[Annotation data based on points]
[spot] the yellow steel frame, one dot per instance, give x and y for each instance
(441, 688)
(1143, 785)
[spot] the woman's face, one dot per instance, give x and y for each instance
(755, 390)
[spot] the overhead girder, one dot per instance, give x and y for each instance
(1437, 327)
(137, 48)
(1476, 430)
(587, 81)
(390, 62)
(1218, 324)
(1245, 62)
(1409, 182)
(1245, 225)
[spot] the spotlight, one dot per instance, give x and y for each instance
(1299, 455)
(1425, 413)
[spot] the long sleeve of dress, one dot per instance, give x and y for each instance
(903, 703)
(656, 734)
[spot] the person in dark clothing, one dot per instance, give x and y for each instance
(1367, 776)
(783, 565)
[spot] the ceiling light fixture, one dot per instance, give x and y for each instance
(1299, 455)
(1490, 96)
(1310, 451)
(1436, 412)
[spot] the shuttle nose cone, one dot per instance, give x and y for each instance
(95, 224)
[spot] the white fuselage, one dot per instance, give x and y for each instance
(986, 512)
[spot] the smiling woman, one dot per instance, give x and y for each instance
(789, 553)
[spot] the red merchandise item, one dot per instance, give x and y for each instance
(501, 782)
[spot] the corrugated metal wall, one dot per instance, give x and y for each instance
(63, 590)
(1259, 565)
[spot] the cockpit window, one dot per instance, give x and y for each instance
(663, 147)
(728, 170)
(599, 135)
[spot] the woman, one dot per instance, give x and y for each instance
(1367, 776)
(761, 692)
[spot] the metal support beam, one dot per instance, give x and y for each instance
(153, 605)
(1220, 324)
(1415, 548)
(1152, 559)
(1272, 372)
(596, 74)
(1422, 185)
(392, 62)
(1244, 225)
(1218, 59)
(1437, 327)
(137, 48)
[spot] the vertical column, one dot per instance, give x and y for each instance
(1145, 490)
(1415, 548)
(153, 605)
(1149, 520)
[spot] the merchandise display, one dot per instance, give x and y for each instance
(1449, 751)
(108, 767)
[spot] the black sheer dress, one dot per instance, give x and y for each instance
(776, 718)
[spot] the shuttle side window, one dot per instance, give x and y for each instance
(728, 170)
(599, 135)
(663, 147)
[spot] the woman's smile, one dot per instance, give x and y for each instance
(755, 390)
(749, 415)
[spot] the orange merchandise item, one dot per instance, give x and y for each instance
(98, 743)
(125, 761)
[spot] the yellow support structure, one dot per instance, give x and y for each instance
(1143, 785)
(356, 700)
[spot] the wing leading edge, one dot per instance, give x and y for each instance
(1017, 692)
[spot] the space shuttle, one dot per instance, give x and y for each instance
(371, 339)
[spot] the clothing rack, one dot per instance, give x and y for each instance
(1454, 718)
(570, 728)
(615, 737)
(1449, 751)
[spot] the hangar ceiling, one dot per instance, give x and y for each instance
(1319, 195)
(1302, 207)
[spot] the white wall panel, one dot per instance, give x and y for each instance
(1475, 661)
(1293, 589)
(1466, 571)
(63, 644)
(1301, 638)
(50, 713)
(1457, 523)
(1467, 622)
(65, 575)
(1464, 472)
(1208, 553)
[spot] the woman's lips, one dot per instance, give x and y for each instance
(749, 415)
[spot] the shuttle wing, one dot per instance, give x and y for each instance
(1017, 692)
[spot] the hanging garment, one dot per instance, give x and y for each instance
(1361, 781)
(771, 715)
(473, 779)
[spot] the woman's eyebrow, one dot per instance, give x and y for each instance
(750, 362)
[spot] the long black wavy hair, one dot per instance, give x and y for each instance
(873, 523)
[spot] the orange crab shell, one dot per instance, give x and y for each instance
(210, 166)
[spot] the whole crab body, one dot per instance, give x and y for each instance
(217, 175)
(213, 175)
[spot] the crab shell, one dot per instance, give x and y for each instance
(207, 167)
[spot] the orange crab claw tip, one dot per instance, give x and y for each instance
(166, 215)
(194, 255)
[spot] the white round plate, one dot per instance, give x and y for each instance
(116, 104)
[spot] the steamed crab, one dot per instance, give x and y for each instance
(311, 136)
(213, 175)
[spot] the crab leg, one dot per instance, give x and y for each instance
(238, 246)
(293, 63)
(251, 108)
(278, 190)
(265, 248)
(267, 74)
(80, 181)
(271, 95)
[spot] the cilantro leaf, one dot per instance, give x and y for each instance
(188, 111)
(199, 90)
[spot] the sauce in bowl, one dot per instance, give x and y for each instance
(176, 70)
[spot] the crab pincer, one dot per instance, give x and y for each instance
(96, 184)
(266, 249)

= Your goal =
Copy out all of the records above, line for line, without altering anything.

= Full answer =
[spot] the yellow steel frame, one dot per instance, give x and y for each instance
(441, 688)
(1143, 785)
[spot] the woman's face, one dot per instance, give x and y for each instance
(755, 390)
[spot] the overhead girder, one dot per instance, give x and y for each instance
(1437, 327)
(137, 48)
(1476, 430)
(587, 81)
(390, 62)
(1218, 324)
(1245, 62)
(1409, 182)
(1245, 225)
[spot] the spotlight, one dot per instance, give x and y for each instance
(1299, 455)
(1425, 413)
[spot] the long sleeve of dress, one dot per instance, give x and y for each instance
(903, 703)
(656, 734)
[spot] the person in dark clothing, one dot per instance, give x and y for each instance
(1367, 776)
(783, 565)
[spot] the ceiling light fixture, one dot per instance, give x and y for each instance
(1299, 455)
(1490, 96)
(1310, 451)
(1436, 412)
[spot] the shuttle nose cone, one dot per instance, give x and y for each instance
(95, 224)
[spot] the white fuselage, one dot per instance, give x and y for each instance
(986, 512)
[spot] the smiling woman, one dot per instance, give x and y for each instance
(789, 553)
[spot] the red merchandise item, one dot per instance, give x and y for each instance
(501, 782)
[spot] the corrugated metal wall, one dot per instance, give x and y for each instance
(63, 590)
(1259, 565)
[spot] the cockpit window, one dot per instance, give x and y for each instance
(663, 147)
(728, 170)
(599, 135)
[spot] the woman, one dot per instance, give x and y for each instance
(1367, 776)
(761, 692)
[spot] the metal support beam, one dot per instance, give x and y for each instance
(153, 605)
(1220, 324)
(1415, 548)
(1152, 559)
(1272, 372)
(596, 74)
(1422, 185)
(392, 62)
(1244, 225)
(1218, 59)
(1437, 327)
(137, 48)
[spot] the vertical column, one dot per instance, give x and y for each instance
(1145, 490)
(1415, 548)
(153, 605)
(1149, 520)
[spot] the merchandise display, one dot per instance, give x and y for each instance
(1449, 751)
(108, 767)
[spot] the black sheer dress, one dot per instance, give x and y for each instance
(776, 718)
[spot] the shuttle side window, one dot per instance, give x and y for each instance
(728, 170)
(599, 135)
(663, 147)
[spot] the woman's smile, one dot per instance, give x and y for each instance
(755, 390)
(749, 415)
[spot] the orange merchandise item, one dot per instance, give x and y for each instance
(98, 743)
(125, 761)
[spot] the yellow support structure, one dot per instance, give x and y for each instance
(1143, 785)
(356, 700)
[spot] the wing leading edge, one dot per instance, give x and y for each instance
(1017, 692)
[spot] the space shuttle, one dot per instance, give x and y for each instance
(371, 339)
[spot] the clothing rack, one dot per instance, give x and y for each instance
(1454, 718)
(570, 728)
(615, 737)
(1449, 751)
[spot] the hangar ceiling, one dot per instance, give x and y for each instance
(1319, 195)
(1302, 207)
[spot] the white wall panel, one dot per instance, give x and y for each instance
(1475, 661)
(1293, 589)
(1466, 571)
(63, 644)
(1301, 638)
(50, 713)
(1457, 523)
(1467, 622)
(65, 575)
(1464, 472)
(1208, 553)
[spot] the woman's lips, one dot per instance, give x and y for each instance
(749, 415)
[spot] the shuttle wing, one dot per instance, give x and y for each instance
(1017, 692)
[spot] the hanging garment, one dot per instance, give x and y for each instance
(1361, 781)
(771, 715)
(473, 779)
[spot] the woman's eyebrow, one dot per instance, give x and y for each instance
(750, 362)
[spot] the long black wavy hair, one dot per instance, give x and y for each instance
(873, 523)
[spot] the orange crab shell, one dot per instance, give x and y for each instance
(210, 166)
[spot] the whole crab body, one dot per instance, give x and y for each instance
(217, 175)
(213, 175)
[spot] the crab shell, one dot per instance, give x and y for each instance
(207, 167)
[spot] the orange crab claw tip, one dot per instance, give x and y for each instance
(166, 215)
(194, 255)
[spot] the white round plate, one dot per instance, give x and y for each instance
(116, 104)
[spot] the steamed crab, one dot per instance, give x and y for each instance
(311, 136)
(213, 175)
[spot] the crab leg, one dot per instance, give x and y for each instance
(238, 246)
(293, 63)
(251, 108)
(278, 190)
(265, 248)
(267, 74)
(80, 181)
(271, 95)
[spot] the cilantro leaf, one dot per instance, give x and y for each instance
(188, 111)
(199, 90)
[spot] the sauce in bowl, one dot per instance, give x and y for each instance
(176, 70)
[spot] the crab pincer, one dot per instance, give x and y for each instance
(96, 184)
(266, 249)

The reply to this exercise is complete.